## [Given problem]
Copy these lines word for word, leaving out the pictures.

-- start Records supplied --

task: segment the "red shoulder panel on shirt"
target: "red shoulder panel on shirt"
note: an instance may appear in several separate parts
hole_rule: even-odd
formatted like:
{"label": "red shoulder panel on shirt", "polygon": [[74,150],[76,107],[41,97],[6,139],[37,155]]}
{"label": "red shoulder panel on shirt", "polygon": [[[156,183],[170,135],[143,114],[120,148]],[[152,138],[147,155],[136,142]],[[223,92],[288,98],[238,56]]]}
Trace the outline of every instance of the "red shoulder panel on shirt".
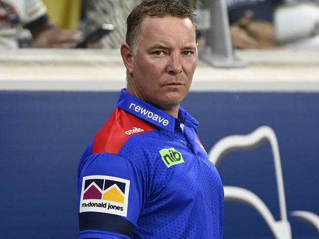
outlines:
{"label": "red shoulder panel on shirt", "polygon": [[131,137],[150,132],[157,127],[117,107],[107,122],[95,135],[93,153],[107,152],[117,154]]}

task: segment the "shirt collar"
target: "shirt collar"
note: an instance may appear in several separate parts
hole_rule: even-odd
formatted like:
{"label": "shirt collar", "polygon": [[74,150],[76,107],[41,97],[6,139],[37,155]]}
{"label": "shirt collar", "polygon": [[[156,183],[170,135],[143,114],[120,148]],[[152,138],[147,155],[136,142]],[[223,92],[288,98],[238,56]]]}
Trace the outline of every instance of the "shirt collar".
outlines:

-- end Records supplied --

## [Correct response]
task: segment the "red shoulder panel on shirt"
target: "red shoulder panel on shirt"
note: an instance may appear in several separate parts
hole_rule: even-odd
formatted like:
{"label": "red shoulder panel on shirt", "polygon": [[74,150],[76,107],[41,97],[6,139],[37,155]]}
{"label": "red shoulder panel on shirt", "polygon": [[[156,183],[170,135],[143,114],[120,148]],[[152,138],[147,155],[136,142]],[[223,92],[288,98],[238,56]]]}
Trace the outline of every instance of the "red shoulder panel on shirt".
outlines:
{"label": "red shoulder panel on shirt", "polygon": [[131,137],[150,132],[157,127],[117,107],[107,122],[95,135],[93,153],[107,152],[117,154]]}

task: segment the "shirt collar"
target: "shirt collar"
note: an instance may appear in several separate parts
hole_rule: even-odd
formatted like:
{"label": "shirt collar", "polygon": [[74,150],[76,107],[41,97],[6,139],[37,155]]}
{"label": "shirt collar", "polygon": [[[156,183],[170,135],[143,114],[120,148]],[[152,138],[147,155],[136,142]],[[223,92],[288,98],[238,56]]]}
Trace the outline of every instance of the "shirt collar".
outlines:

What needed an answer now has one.